PROBLEM → Only one stretch of the listing below is wanted. Begin at the line that has "white tank top.", stop after the line that has "the green shrub.", and repeat every line in between exactly.

————

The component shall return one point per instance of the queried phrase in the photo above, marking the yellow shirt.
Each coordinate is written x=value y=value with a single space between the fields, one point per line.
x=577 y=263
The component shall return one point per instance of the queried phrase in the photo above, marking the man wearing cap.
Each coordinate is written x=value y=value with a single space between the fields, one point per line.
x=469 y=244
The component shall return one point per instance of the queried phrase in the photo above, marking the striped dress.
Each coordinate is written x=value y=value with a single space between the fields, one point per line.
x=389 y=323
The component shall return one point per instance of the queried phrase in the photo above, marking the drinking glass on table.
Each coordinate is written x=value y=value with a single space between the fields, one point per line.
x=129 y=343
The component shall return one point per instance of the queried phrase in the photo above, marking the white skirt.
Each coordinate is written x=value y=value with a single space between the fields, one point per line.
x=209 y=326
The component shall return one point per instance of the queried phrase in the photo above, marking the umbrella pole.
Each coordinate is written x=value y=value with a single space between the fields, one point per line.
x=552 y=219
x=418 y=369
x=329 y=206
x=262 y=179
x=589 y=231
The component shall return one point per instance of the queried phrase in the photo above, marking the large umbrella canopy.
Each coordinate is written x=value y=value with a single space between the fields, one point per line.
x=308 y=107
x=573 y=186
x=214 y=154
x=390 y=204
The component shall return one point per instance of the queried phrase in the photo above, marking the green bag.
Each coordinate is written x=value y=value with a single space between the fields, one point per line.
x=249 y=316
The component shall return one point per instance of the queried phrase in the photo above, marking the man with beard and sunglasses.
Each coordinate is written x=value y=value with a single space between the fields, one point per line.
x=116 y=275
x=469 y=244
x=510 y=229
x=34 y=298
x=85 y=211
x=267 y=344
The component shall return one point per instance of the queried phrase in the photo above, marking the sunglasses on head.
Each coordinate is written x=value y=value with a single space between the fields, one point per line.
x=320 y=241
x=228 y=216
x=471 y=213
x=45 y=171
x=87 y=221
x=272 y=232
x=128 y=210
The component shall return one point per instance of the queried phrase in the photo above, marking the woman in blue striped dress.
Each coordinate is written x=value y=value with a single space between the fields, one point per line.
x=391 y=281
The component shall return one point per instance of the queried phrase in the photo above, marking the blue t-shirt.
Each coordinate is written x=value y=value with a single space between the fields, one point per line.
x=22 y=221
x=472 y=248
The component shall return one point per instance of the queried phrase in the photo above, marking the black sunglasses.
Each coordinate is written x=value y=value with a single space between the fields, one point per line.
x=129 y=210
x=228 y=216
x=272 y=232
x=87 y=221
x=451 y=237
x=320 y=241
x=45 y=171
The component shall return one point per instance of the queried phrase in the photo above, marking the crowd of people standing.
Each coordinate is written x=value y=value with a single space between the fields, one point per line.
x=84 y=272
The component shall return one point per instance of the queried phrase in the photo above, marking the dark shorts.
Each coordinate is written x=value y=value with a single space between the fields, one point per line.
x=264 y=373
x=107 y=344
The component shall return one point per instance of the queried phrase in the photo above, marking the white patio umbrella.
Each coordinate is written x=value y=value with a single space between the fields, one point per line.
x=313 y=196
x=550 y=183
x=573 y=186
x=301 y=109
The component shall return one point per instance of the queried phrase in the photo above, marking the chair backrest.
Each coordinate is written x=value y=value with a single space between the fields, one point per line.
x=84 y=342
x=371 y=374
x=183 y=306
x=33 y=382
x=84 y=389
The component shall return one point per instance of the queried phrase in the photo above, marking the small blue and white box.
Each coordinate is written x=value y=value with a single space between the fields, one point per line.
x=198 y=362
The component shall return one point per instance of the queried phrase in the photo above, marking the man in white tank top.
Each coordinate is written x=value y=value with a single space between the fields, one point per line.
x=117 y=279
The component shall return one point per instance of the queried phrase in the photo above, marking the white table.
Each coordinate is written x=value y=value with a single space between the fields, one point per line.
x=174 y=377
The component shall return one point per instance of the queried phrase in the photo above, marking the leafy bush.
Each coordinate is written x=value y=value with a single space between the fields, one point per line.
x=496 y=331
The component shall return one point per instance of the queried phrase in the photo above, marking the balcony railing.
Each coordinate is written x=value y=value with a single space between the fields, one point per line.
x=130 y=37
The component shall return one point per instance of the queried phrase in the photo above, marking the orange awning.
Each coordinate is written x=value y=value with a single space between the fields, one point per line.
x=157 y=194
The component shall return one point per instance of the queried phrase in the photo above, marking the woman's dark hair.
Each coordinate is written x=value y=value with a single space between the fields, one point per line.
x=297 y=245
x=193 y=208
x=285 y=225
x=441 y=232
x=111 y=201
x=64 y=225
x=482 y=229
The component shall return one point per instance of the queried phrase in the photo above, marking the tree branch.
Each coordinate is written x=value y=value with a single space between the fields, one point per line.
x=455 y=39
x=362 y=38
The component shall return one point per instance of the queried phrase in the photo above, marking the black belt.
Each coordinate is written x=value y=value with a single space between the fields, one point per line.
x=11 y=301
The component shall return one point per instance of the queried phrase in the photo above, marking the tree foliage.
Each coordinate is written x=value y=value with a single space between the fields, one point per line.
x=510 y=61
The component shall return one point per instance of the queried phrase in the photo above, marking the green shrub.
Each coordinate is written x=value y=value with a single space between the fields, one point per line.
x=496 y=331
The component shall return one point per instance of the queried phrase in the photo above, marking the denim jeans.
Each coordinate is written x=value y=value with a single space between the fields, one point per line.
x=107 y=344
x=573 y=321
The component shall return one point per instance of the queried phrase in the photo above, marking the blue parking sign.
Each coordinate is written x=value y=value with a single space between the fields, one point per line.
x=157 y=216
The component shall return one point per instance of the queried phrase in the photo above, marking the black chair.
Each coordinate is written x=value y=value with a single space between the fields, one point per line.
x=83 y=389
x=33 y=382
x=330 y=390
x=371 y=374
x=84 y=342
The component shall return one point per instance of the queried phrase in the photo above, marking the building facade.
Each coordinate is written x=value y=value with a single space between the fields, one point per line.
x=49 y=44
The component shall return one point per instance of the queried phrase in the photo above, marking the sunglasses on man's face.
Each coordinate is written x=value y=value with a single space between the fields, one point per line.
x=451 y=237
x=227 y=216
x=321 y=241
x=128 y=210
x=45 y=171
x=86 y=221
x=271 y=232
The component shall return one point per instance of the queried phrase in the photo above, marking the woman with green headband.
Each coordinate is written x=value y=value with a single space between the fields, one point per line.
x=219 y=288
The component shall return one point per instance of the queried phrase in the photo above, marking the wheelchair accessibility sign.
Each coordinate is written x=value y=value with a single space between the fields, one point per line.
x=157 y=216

————

SOLUTION →
The component shall return one point per instance of the queried phrase in the photo above, marking the man in white tank top.
Each coordinate is written x=value y=value with a single space between the fields, one point per line.
x=117 y=279
The component shall return one point per instance of the queried phrase in the photo above, marking the white table.
Each coordinate is written x=value y=value with a single space between the fields, one point per line.
x=174 y=377
The component shall return one point per instance of the queried phrase in the photo above, marking the leafy bush.
Each coordinate is written x=value y=value with a single space between the fields, one point per line.
x=496 y=331
The component shall return one point per instance of the queried phrase in the photo above, marking the balcony railing.
Each coordinate is written x=value y=value with a single space between the fields, one point per line.
x=130 y=37
The component shall return one point per instance of the queried phrase in the photo above, marking the orange awning.
Each coordinate is written x=value y=value with a single space between the fields, one point per line.
x=157 y=194
The component shall return one point per instance of the queried phrase in the photo above, marking the woman's dark hair.
Each coordinate is written x=value y=value with a single space between the fields, one point per line.
x=297 y=245
x=193 y=208
x=285 y=225
x=441 y=232
x=111 y=201
x=64 y=225
x=482 y=229
The component shall return one point per instance of the queried phrase in the photo above, marking the tree branch.
Each coordinate is written x=value y=value with a single space between the fields, one point per line.
x=455 y=39
x=362 y=38
The component shall return one point per instance of the queried phrase in the photo above, marking the black belt.
Each coordinate is written x=value y=value with a single space between the fields, one point per line.
x=11 y=301
The component shall return one point per instance of the queried phrase in the photo above, marking the tree foliage.
Each coordinate is written x=value y=value with a single space between the fields, one point per line.
x=510 y=61
The component shall return one point per instance of the queried phrase in the photo above, marking the green shrub.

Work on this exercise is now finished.